--- START OF DATA TO USE ---

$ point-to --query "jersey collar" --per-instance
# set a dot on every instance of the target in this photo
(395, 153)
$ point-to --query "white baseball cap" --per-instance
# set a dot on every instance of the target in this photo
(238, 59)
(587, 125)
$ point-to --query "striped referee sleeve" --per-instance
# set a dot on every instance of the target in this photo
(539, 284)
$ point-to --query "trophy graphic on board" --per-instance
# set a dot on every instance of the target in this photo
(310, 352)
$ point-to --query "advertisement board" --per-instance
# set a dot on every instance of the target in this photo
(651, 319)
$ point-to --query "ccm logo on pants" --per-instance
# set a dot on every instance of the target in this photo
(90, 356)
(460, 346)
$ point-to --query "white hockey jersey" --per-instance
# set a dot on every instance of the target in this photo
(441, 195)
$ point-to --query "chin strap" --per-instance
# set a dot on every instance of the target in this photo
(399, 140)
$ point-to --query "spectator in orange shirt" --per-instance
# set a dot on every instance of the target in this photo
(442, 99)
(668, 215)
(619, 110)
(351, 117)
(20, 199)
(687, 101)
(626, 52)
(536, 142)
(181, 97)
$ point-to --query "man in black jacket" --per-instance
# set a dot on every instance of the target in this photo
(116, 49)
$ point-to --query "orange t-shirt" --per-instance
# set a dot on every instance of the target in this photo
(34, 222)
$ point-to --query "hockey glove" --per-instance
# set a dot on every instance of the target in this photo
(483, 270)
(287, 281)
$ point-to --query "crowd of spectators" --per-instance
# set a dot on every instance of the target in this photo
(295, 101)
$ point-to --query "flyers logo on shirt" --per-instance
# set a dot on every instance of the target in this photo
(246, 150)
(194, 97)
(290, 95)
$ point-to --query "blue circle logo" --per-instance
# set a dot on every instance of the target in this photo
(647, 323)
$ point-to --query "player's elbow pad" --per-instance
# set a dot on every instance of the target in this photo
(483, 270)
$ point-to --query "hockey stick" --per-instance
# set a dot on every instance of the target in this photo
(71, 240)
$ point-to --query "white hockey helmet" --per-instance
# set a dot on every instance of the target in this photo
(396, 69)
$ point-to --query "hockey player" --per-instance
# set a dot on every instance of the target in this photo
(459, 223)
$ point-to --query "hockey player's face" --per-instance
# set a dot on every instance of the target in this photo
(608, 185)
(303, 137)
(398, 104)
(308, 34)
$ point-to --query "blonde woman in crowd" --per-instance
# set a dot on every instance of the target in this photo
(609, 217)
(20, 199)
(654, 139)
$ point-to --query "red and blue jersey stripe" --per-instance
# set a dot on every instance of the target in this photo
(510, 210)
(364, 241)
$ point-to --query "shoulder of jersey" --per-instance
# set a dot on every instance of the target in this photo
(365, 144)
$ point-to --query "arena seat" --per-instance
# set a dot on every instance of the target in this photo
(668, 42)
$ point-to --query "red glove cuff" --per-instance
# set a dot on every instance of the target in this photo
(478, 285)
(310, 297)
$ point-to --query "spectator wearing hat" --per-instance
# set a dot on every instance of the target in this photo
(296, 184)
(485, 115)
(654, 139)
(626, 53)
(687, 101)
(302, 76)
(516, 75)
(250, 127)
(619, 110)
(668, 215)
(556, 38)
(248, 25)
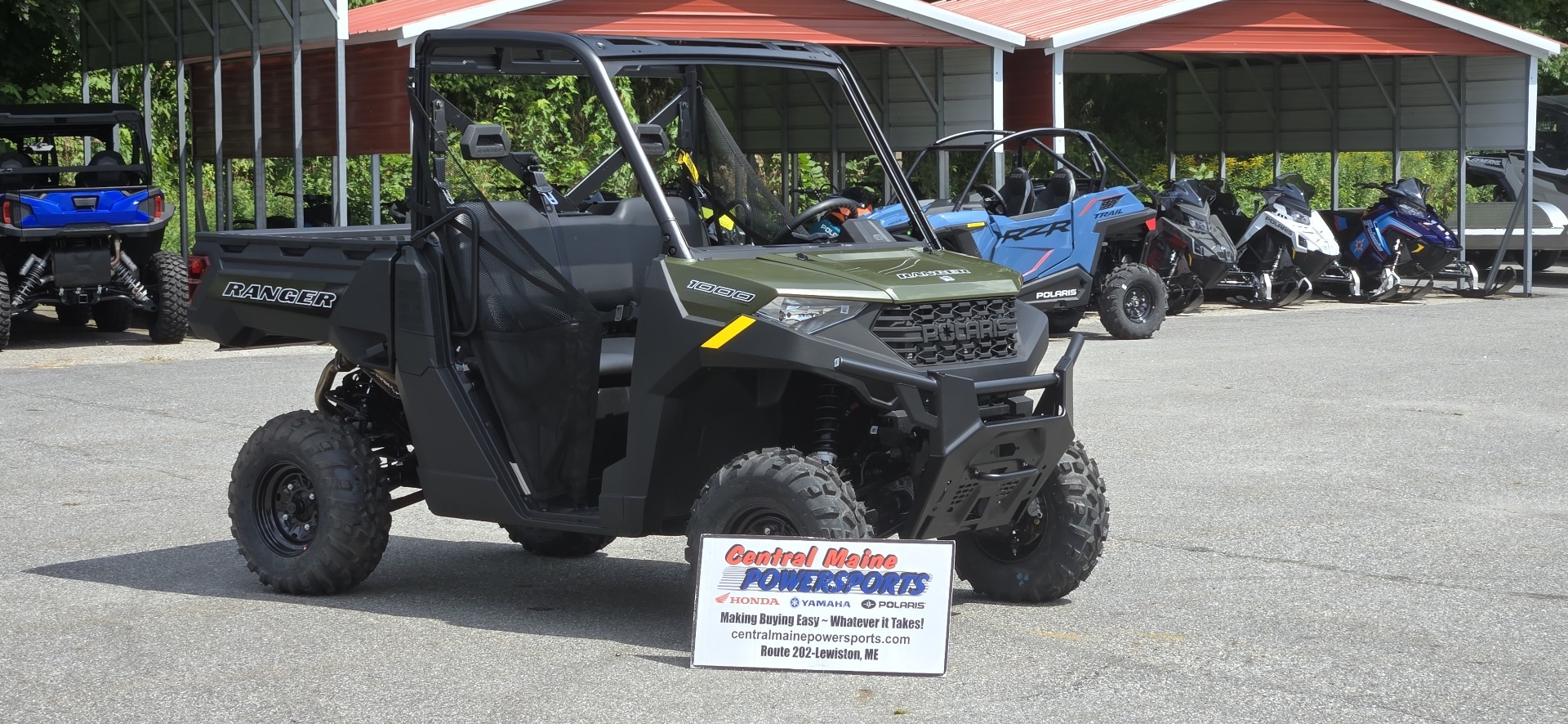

--- END OF DATA TO USE ---

-- TASK BRIEF --
Find each line in the material above that contains the word "orange", and copy those lines.

-- WRITTEN ANSWER --
$ point-to --query "spectator in orange shirt" --per-instance
$ point-to --query "orange t-shirt" --per-instance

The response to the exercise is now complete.